● What is needed: From the data below, reproduce verbatim every line starting with the one that contains "Identify white window" and continuing through the last line of the data.

* start *

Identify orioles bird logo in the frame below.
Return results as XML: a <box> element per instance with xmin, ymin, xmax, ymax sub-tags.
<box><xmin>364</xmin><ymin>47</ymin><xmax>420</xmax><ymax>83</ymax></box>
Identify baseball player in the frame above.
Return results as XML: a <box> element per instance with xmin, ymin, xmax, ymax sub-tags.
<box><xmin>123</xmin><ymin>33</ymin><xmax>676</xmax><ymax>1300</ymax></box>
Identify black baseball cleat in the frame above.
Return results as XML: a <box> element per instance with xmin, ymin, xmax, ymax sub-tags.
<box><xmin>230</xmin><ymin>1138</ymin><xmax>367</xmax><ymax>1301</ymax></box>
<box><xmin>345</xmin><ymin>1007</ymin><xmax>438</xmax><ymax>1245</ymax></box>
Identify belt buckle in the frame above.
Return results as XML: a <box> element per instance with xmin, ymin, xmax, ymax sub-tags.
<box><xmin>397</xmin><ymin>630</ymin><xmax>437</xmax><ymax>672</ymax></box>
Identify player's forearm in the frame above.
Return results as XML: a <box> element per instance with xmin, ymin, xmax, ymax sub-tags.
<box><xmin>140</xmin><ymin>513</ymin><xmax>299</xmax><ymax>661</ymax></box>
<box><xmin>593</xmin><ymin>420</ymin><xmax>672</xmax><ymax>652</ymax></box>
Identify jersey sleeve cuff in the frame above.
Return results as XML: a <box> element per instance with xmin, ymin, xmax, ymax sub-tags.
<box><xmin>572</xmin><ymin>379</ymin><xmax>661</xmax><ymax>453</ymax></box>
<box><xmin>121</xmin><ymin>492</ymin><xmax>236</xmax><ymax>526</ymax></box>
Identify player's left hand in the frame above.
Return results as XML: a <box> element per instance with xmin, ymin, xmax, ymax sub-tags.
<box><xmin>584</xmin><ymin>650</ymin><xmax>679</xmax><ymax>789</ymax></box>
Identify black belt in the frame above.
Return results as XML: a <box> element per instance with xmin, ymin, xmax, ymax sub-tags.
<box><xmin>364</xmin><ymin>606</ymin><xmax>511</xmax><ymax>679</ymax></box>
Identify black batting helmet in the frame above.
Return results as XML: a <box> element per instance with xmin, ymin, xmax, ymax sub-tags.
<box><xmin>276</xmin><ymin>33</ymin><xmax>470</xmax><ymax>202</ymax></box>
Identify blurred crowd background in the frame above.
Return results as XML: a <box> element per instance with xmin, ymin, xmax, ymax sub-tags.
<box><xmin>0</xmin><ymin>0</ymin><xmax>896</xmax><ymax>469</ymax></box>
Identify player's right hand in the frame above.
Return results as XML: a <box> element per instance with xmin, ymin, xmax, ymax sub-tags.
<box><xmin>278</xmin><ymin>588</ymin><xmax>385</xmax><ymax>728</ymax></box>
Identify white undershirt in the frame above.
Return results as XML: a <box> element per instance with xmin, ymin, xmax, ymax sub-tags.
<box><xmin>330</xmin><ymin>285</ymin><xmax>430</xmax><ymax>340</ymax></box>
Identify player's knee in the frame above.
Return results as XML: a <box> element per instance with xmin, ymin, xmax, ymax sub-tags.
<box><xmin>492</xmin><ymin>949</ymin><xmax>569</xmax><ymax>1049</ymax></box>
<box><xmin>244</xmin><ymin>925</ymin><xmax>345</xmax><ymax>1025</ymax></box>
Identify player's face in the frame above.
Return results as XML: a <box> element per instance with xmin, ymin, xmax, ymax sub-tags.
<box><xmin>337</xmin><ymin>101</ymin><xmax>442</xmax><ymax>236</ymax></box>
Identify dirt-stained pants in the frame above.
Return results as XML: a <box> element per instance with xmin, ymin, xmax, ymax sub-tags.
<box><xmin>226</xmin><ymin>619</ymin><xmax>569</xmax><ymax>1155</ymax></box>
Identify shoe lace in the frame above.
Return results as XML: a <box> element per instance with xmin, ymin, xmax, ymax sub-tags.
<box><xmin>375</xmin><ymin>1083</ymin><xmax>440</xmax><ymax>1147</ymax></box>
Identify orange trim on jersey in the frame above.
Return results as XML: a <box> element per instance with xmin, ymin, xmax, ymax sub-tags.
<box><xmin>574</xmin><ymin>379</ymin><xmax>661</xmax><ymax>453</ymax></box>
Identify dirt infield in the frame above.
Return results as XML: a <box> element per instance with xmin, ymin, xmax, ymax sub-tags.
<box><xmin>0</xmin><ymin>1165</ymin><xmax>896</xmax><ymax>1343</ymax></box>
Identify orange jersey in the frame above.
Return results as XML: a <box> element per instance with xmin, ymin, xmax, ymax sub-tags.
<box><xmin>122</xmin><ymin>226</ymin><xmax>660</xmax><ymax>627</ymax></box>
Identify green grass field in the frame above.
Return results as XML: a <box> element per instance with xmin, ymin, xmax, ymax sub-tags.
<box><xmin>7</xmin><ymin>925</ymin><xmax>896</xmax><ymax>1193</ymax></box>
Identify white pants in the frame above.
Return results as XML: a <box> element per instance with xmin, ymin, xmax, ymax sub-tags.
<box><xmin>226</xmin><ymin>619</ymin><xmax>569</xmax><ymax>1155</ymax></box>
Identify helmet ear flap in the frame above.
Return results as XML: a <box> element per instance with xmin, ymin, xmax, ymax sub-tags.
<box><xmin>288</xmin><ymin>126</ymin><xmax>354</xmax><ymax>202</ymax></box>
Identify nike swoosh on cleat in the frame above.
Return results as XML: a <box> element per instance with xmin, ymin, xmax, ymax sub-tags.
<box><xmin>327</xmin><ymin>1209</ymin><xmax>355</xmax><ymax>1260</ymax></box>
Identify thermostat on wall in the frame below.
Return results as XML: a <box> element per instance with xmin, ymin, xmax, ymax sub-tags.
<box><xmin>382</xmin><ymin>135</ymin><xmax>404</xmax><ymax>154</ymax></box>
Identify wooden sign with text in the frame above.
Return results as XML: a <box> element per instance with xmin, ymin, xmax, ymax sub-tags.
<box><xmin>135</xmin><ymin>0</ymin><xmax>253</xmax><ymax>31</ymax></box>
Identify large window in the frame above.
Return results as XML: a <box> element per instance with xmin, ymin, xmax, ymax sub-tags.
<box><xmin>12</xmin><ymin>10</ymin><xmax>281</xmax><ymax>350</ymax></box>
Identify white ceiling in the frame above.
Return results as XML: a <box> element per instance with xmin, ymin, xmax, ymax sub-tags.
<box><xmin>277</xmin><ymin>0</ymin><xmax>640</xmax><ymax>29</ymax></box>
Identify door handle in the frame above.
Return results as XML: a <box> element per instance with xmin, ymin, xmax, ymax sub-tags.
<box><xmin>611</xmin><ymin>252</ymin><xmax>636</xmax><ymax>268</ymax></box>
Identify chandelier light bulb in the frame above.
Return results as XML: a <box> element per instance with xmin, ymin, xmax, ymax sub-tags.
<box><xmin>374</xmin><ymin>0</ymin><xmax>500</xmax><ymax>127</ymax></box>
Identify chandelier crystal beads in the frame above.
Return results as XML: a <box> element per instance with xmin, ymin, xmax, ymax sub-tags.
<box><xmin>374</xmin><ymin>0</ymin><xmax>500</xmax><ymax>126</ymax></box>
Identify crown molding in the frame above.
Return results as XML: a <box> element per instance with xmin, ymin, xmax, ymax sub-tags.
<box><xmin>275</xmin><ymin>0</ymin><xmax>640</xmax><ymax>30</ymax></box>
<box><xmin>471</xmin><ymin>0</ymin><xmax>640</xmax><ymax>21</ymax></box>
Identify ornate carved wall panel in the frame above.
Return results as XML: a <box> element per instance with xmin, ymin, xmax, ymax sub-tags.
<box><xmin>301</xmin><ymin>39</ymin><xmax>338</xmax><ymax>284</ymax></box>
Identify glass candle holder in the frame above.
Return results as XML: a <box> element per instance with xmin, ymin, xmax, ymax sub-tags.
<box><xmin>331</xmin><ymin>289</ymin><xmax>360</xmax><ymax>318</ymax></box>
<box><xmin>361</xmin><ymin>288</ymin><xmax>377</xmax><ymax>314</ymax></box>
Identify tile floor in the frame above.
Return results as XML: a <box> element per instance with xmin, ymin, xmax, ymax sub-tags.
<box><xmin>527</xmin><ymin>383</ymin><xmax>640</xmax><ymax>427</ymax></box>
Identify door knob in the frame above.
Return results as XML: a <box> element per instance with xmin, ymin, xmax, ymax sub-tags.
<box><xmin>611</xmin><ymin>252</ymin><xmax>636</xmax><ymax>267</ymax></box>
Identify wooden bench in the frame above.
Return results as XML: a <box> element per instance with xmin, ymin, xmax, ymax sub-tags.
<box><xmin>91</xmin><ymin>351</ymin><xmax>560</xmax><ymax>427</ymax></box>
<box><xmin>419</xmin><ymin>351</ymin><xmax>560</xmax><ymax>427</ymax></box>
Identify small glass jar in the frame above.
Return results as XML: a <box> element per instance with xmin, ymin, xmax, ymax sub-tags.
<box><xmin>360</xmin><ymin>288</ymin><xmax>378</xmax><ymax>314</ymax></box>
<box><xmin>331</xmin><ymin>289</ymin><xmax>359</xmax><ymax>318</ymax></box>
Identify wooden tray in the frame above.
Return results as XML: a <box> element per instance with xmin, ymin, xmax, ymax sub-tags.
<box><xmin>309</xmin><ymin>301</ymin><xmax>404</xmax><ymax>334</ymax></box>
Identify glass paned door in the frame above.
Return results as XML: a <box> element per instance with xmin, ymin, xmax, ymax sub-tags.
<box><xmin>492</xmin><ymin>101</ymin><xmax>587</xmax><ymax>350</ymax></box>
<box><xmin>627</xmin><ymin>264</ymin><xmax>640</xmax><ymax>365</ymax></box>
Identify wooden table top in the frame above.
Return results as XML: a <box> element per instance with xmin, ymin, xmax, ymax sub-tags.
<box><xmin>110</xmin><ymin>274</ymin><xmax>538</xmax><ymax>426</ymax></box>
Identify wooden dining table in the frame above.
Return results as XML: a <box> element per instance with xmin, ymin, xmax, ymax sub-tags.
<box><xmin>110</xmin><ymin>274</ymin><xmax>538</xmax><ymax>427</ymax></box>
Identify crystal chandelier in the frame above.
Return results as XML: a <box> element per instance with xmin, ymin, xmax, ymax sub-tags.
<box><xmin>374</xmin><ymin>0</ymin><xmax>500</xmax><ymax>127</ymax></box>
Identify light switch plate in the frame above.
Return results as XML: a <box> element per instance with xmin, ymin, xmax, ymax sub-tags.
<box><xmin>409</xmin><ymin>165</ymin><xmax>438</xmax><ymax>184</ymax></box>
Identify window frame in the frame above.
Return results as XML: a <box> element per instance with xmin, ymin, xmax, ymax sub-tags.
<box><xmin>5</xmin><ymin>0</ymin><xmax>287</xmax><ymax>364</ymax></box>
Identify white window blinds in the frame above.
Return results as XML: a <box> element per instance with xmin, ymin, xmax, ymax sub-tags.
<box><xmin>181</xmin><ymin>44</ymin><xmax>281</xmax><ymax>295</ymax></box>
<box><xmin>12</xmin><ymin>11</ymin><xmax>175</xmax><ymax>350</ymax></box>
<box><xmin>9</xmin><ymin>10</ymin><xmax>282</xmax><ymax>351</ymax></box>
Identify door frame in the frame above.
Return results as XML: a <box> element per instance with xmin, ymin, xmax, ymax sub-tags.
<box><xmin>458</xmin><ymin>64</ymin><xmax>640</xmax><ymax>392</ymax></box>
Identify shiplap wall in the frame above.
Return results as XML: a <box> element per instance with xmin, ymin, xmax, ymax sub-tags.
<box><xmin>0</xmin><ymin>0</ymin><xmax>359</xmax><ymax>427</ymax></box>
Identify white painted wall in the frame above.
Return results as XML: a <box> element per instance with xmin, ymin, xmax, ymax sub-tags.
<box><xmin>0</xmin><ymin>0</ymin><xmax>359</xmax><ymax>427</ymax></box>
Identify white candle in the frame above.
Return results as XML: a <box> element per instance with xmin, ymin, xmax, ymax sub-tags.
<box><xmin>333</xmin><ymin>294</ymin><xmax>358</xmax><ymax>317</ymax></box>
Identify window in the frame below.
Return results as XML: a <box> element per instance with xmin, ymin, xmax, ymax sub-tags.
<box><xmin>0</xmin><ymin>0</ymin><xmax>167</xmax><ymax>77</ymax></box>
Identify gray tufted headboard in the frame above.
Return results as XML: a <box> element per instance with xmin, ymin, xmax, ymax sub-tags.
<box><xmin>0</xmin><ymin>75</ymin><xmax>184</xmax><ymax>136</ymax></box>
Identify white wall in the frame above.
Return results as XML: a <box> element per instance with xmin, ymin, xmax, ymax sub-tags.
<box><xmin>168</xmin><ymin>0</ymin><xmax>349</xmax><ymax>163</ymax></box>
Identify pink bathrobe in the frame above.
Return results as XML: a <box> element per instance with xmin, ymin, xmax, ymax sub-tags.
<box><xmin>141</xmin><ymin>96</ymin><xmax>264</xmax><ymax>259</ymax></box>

* end *

● The response:
Identify white window blinds in the frame above.
Return results as XML: a <box> element per instance with xmin, ymin, xmax, ymax sub-tags.
<box><xmin>181</xmin><ymin>44</ymin><xmax>281</xmax><ymax>295</ymax></box>
<box><xmin>12</xmin><ymin>11</ymin><xmax>175</xmax><ymax>350</ymax></box>
<box><xmin>9</xmin><ymin>10</ymin><xmax>282</xmax><ymax>351</ymax></box>
Identify door frame in the frame above.
Return results as XML: a <box> element per instance with xmin, ymin, xmax, ymax sub-tags.
<box><xmin>458</xmin><ymin>64</ymin><xmax>640</xmax><ymax>392</ymax></box>
Identify shiplap wall in the frame above.
Return results as XML: a <box> element per instance with xmin, ymin, xmax, ymax sub-tags.
<box><xmin>0</xmin><ymin>0</ymin><xmax>359</xmax><ymax>427</ymax></box>
Identify white painted wall in the frame above.
Return results as XML: a <box> element per instance with xmin, ymin, xmax, ymax sub-tags.
<box><xmin>0</xmin><ymin>0</ymin><xmax>359</xmax><ymax>427</ymax></box>
Identify white candle in the frame above.
Return results as XML: a <box> element per instance with xmin, ymin, xmax, ymax sub-tags.
<box><xmin>333</xmin><ymin>294</ymin><xmax>358</xmax><ymax>317</ymax></box>
Identify window in the frame below.
Return results as XML: a <box> element per instance with xmin, ymin, xmax, ymax sub-tags.
<box><xmin>0</xmin><ymin>0</ymin><xmax>167</xmax><ymax>77</ymax></box>
Identify gray tufted headboard in the frame above.
Return results as XML: a <box> element per instance with xmin, ymin, xmax, ymax sub-tags.
<box><xmin>0</xmin><ymin>75</ymin><xmax>184</xmax><ymax>136</ymax></box>
Identify white wall in the frame above.
Return results as XML: a <box> element per instance with xmin, ymin, xmax, ymax sub-tags.
<box><xmin>168</xmin><ymin>0</ymin><xmax>349</xmax><ymax>163</ymax></box>
Identify pink bathrobe in the frame above.
Return results as XML: a <box> element per instance with xmin, ymin, xmax, ymax sub-tags.
<box><xmin>141</xmin><ymin>96</ymin><xmax>264</xmax><ymax>259</ymax></box>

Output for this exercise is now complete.